DATA SUPPLIED
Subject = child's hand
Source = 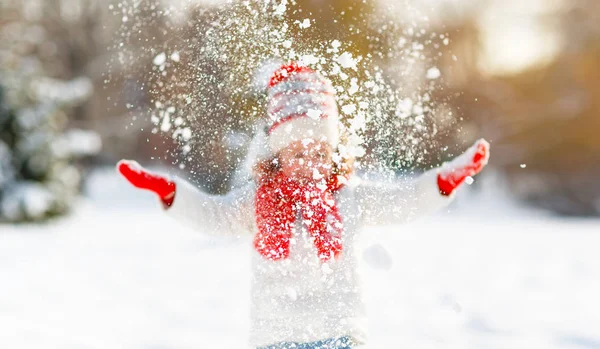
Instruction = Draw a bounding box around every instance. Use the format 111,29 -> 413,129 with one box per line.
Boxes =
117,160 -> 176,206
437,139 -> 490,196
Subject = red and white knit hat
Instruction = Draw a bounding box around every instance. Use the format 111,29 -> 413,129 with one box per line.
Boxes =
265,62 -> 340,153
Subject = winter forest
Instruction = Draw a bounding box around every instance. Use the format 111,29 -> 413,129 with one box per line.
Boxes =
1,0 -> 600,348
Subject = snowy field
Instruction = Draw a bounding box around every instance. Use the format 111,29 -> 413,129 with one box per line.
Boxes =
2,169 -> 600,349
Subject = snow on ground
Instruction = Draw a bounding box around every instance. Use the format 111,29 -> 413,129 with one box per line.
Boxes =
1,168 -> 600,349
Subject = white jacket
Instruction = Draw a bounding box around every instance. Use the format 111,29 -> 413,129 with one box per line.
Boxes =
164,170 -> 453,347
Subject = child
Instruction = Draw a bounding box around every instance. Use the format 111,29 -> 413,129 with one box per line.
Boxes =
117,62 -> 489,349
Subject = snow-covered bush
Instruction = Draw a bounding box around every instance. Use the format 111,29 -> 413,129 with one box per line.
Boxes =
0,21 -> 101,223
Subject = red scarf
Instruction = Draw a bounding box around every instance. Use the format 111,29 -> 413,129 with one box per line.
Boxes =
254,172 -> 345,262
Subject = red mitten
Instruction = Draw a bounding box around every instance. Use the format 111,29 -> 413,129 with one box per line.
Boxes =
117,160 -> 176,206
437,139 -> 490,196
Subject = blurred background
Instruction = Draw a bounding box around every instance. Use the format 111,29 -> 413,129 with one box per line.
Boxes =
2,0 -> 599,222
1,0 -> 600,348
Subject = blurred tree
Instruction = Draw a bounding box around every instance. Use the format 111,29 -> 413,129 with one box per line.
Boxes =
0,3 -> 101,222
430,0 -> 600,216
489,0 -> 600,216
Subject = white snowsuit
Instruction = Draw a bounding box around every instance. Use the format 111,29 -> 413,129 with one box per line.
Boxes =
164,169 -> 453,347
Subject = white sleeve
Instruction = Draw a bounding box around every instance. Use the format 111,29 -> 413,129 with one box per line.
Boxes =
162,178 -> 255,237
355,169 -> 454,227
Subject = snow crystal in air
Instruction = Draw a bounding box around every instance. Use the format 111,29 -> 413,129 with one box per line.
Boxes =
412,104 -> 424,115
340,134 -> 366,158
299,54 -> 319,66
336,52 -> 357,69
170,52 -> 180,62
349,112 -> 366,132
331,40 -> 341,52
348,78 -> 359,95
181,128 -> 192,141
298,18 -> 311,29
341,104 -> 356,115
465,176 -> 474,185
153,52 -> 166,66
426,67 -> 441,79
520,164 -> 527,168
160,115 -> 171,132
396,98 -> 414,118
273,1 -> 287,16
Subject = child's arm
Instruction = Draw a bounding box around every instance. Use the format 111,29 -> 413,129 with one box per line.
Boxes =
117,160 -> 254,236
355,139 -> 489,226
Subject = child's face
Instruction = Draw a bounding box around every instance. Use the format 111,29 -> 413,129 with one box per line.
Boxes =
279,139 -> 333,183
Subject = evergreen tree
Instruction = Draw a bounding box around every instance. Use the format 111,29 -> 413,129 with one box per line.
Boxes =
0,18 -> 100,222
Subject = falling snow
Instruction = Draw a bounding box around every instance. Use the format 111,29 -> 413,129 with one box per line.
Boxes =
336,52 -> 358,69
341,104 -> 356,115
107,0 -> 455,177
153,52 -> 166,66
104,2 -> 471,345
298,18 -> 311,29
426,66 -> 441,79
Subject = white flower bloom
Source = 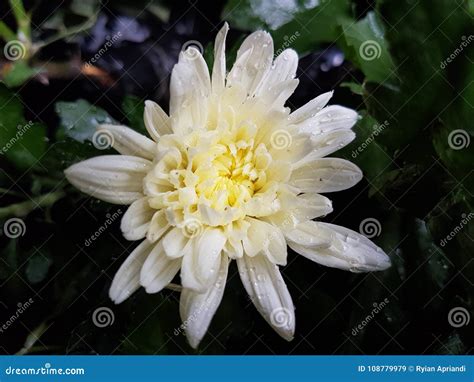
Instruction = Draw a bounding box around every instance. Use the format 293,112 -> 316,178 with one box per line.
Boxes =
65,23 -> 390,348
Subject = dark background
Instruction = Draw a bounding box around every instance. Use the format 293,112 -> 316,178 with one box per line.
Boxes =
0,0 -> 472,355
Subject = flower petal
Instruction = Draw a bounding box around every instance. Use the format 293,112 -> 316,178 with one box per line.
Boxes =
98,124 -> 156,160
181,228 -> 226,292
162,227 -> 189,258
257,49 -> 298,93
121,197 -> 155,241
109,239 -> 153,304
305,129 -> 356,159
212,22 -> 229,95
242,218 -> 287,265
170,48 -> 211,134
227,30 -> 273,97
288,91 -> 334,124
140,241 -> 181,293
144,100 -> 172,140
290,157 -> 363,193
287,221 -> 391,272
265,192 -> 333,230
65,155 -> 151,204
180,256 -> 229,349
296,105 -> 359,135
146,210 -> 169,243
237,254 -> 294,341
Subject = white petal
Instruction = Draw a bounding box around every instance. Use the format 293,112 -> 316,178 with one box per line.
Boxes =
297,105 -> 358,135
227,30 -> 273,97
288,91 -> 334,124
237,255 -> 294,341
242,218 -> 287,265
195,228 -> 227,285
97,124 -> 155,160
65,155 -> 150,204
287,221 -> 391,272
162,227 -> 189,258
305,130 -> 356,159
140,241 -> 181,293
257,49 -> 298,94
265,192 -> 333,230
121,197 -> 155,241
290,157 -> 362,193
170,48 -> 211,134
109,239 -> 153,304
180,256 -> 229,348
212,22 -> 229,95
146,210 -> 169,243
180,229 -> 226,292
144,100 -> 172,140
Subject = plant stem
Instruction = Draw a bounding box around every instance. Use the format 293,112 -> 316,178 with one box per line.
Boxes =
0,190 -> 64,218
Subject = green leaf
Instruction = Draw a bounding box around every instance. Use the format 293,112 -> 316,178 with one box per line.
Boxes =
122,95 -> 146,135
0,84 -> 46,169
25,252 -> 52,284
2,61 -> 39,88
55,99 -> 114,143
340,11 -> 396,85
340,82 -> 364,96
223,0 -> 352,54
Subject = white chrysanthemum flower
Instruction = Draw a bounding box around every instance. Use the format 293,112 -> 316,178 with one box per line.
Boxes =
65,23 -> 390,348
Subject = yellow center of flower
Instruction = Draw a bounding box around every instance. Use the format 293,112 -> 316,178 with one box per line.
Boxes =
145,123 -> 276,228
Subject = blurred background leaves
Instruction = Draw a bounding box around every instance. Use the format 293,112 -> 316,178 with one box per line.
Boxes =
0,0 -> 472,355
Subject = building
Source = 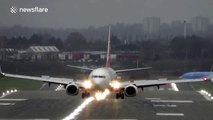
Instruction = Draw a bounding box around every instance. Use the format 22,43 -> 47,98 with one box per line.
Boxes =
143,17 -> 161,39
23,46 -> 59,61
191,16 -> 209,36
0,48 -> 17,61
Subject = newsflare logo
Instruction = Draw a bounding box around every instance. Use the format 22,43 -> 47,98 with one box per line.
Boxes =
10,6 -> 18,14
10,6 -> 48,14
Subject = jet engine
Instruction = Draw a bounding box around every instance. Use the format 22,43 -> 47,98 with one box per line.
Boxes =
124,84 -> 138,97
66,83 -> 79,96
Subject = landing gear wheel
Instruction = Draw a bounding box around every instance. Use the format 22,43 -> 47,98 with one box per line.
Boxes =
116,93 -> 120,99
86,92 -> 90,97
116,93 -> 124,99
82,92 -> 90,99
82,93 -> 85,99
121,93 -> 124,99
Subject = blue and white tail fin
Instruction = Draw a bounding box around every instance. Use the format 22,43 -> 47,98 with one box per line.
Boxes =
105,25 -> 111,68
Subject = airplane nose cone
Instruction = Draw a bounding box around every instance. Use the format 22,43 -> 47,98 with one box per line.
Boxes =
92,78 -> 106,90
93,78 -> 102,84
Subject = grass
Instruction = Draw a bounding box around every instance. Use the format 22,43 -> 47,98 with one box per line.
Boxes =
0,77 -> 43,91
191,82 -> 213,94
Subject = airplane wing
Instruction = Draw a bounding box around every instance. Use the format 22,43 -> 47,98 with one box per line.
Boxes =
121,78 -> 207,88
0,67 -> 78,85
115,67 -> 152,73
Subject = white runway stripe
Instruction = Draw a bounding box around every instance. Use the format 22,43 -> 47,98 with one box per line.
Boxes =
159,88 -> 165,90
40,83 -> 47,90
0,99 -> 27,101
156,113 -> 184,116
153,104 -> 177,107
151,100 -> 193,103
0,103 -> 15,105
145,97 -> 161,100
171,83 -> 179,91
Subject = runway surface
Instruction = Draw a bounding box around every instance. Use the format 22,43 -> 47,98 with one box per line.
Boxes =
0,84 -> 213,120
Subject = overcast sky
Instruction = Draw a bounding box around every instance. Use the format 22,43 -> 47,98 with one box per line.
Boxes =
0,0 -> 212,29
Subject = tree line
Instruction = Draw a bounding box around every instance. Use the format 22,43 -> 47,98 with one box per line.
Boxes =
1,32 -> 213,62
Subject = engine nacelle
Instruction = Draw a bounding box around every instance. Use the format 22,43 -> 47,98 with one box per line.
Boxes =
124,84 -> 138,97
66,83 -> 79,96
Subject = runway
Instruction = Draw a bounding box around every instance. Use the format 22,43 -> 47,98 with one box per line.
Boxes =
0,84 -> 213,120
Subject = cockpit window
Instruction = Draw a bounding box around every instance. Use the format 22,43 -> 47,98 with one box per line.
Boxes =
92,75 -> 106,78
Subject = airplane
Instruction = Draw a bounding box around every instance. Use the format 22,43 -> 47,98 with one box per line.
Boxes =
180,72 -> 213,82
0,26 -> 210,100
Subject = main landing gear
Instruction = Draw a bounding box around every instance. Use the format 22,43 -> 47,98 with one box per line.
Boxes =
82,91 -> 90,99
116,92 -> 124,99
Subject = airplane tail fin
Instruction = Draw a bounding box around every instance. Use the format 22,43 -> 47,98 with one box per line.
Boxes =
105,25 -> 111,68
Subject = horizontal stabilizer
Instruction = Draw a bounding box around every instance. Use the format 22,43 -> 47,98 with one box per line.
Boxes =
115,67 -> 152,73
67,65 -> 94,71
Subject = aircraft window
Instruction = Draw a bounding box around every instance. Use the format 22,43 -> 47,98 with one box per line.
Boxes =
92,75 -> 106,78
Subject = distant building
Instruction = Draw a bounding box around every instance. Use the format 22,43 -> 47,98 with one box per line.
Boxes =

WORK TO BE COMPLETED
Copy exactly the lines from the first line of the records above through the line with "Subject = snow on ground", both included, and nothing else. Pictures stay out.

REPLY
Subject = child's hand
Source = 
Instruction = Draw a bounding box around every instance. Use the format 111,29 -> 413,129 with one box per line.
Boxes =
117,160 -> 176,206
437,139 -> 490,196
Subject = red and white knit hat
Instruction = Draw a bounding box around every instance. Use the format 111,29 -> 413,129 with one box per line.
Boxes =
265,62 -> 340,153
Subject = winter forest
Instruction = Draw a bounding box around every instance. Use the format 111,29 -> 413,129 with one box per line.
Boxes =
1,0 -> 600,348
Subject = snowy field
Instruction = Draw a bounding box around every instance. Use the format 111,29 -> 413,129 with one box per line.
Boxes =
2,169 -> 600,349
Subject = snow on ground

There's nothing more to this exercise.